__TASK TO COMPLETE__. The whole listing needs to be restated word for word.

+--

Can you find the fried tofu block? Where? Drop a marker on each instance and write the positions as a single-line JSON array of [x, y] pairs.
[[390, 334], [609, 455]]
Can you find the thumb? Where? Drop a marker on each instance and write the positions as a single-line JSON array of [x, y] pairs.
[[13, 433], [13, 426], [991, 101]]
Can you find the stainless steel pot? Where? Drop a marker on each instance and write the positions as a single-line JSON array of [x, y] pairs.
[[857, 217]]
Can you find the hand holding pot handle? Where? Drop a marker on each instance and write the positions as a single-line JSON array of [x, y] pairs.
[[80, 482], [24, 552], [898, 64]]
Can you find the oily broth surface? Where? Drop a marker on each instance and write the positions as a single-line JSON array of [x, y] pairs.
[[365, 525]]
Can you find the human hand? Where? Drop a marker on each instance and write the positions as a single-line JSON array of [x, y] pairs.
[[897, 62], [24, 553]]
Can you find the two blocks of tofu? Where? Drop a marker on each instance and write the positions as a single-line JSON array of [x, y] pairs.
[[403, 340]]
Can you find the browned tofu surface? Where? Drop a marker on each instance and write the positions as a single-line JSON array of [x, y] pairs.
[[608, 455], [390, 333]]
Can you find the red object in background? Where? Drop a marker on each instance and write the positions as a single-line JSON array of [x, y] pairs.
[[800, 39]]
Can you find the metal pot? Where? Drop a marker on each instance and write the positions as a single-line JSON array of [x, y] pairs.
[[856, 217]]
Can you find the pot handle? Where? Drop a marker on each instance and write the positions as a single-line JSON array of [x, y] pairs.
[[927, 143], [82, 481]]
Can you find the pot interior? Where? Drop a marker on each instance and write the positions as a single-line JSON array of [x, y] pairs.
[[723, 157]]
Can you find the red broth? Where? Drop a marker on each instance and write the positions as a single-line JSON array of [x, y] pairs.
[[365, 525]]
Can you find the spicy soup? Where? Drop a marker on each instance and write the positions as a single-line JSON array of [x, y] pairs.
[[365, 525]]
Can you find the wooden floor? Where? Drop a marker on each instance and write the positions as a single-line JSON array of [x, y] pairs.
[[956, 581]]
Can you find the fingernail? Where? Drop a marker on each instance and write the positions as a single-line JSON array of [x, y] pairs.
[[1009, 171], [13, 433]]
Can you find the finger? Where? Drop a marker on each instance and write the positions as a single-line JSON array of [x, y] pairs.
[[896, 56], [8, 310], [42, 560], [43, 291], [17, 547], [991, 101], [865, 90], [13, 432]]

+--

__EXPECTED ANSWER__.
Can you find the fried tofu block? Where? Drop a marker on each instance and write the positions as a single-line JSON array of [x, y] pairs.
[[390, 334], [609, 455]]
Can you find the thumb? Where? Drop a marker on each instance and write the positions as a single-line JSON array of [x, y] pairs.
[[13, 433], [13, 426], [991, 101]]
Can you find the stainless steel pot? Where? Drop a marker on each instance and write the positions as a single-line JSON array of [x, y] pairs.
[[857, 217]]
Can you find the hand holding pot handle? Where? Drop a marker on each instance and write the positions as a single-line JSON array of [x, y] pairs.
[[80, 482], [24, 552], [898, 64]]
Can you find the oily broth surface? Where? Drop a marker on each instance and write the positions as a single-line JSON array of [x, y] pairs.
[[365, 525]]
Can you find the human hand? Where? Drop a marker on each instance and write the positions as a single-line JSON array of [x, y] pairs.
[[897, 62], [24, 553]]
Can you find the two blocks of tofu? Where? Drop a marker on each instance and write the positions as a single-line JSON array of [x, y] pairs.
[[403, 340]]
Can you find the browned tofu surface? Where? Drop a marker on each instance and write the positions as a single-line JSON array of [x, y] pairs.
[[608, 455], [390, 333]]
Can you find the red object in background? Where? Drop a marker on each instance and write the positions as a single-line JSON array of [x, y] pairs.
[[800, 39]]
Can you find the metal pot? Where? Drop a marker on each instance and write the positions as a single-line JSON array of [x, y] pairs.
[[856, 217]]
Can you find the pot handle? Where? Drop a marker on each instance and write the positions as a single-line JSON array of [x, y] pairs.
[[927, 143], [82, 481]]
Can you find the pot interior? Where? Drop a marker on each instance and write the positions as a single-line JSON array of [x, y] pairs.
[[723, 157]]
Can you find the red broth? Where? Drop a marker on each instance and write the positions as a single-line JSON array of [x, y] pairs.
[[365, 525]]
Can you find the spicy soup? Where? Drop a marker on each instance and write the positions as a single-line JSON array of [x, y] pairs.
[[365, 525]]
Can you find the wooden floor? Where? Drop a marker on each instance and write the positions as a single-line JSON array of [x, y] pairs.
[[956, 581]]
Can you find the fingernail? Where? Drop a marker on each instance and write the positions as a single-line JSON array of [x, y] pairs.
[[1009, 171], [13, 433]]
Can you find the finger? Where? Drop a marker on each instance and write the positions as a single-line JSON array of [x, y] pairs.
[[896, 56], [8, 310], [42, 560], [43, 291], [17, 547], [991, 101], [865, 90], [13, 432]]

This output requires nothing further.